TASK STATEMENT
Please repeat word for word the lines below, from the line containing "Exercise. Mark the vaulted" through the line containing "pixel 861 31", including both of those lines.

[Records pointing to named objects]

------------------------

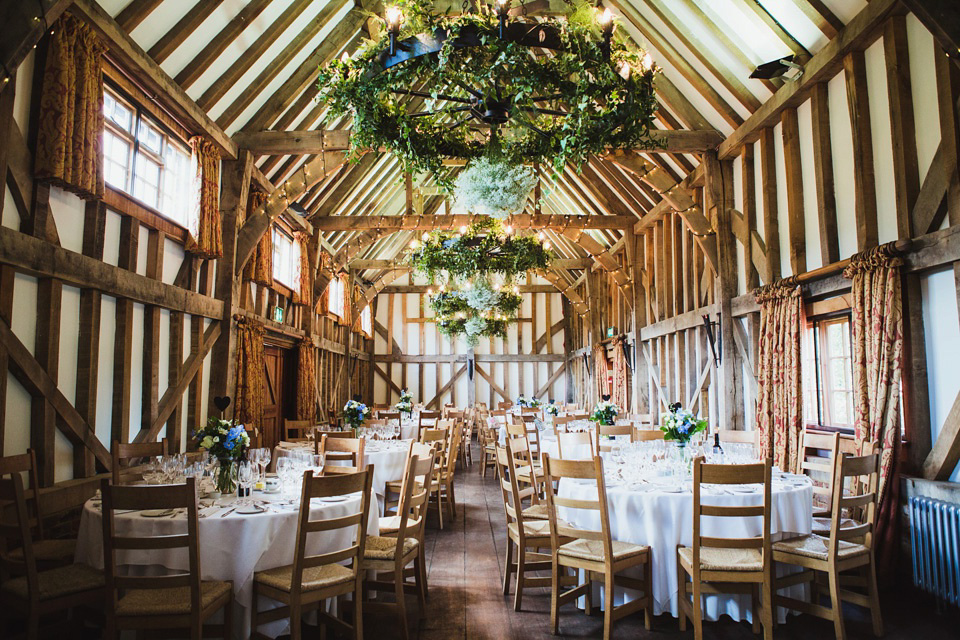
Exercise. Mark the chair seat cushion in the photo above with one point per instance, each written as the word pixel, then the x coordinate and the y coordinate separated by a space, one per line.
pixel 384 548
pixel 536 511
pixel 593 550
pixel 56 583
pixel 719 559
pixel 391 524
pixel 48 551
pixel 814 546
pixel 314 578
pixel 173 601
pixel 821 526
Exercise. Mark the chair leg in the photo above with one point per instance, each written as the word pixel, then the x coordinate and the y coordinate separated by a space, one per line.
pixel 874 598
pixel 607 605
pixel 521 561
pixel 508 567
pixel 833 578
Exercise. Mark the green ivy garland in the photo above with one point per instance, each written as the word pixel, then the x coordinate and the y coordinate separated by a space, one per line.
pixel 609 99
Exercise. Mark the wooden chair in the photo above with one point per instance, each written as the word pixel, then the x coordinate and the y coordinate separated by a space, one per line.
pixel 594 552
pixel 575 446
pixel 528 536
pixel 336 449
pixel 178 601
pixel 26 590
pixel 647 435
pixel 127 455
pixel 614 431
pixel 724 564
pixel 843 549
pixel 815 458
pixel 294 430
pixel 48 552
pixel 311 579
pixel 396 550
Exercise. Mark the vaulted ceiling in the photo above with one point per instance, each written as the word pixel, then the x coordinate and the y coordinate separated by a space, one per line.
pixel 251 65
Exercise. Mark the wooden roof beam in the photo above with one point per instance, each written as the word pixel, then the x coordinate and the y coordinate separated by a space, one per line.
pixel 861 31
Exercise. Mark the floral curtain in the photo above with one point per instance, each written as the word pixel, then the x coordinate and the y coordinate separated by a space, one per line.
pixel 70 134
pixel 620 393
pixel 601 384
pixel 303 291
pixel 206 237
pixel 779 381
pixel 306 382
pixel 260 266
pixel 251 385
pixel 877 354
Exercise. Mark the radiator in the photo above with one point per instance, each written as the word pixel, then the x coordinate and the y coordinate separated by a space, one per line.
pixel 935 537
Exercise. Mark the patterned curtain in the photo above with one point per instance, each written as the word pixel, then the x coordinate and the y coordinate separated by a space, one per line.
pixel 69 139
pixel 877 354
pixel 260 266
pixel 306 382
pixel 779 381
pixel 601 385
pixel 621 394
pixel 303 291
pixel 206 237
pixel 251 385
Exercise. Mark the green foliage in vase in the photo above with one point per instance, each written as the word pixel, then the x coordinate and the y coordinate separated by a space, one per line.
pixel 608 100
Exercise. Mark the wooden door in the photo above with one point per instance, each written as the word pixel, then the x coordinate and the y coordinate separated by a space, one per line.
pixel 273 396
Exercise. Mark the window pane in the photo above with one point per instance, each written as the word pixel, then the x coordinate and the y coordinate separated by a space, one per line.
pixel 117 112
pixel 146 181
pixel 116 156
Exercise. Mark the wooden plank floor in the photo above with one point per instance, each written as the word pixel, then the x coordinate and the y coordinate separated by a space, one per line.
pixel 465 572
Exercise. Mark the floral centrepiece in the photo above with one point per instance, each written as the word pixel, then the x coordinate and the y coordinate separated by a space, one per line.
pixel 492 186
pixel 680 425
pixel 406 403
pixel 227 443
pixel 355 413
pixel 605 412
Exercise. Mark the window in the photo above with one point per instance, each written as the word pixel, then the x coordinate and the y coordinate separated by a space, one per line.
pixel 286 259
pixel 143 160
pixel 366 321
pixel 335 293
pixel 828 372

------------------------

REPLY TO THE EXERCISE
Exercise. Mark the vaulted ceiling in the photo above with one point per instance, each written as the word pixel, then the x coordinate and the y coordinate separated by a space, one per line.
pixel 251 65
Exercise. Mark the wooden roof beam in the photo above with one point per instance, each written as the word pixel, then the x coordinate and the y coordinate separated by a space, one per line.
pixel 861 31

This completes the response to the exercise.